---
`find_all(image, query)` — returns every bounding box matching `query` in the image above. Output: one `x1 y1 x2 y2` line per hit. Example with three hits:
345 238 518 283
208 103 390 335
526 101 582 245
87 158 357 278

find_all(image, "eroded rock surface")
··········
-- What this task involves --
Copy out the lines above word for word, keeping every character, space, and line break as it appears.

-- Exercise result --
---
`find_all(image, query)` — returns every bounding box matching `query` in the image above. Output: one `x1 y1 x2 y2` line per hit. Example with three hits:
345 238 518 283
208 103 390 335
526 101 582 245
87 158 357 278

find_all(image, "eroded rock surface")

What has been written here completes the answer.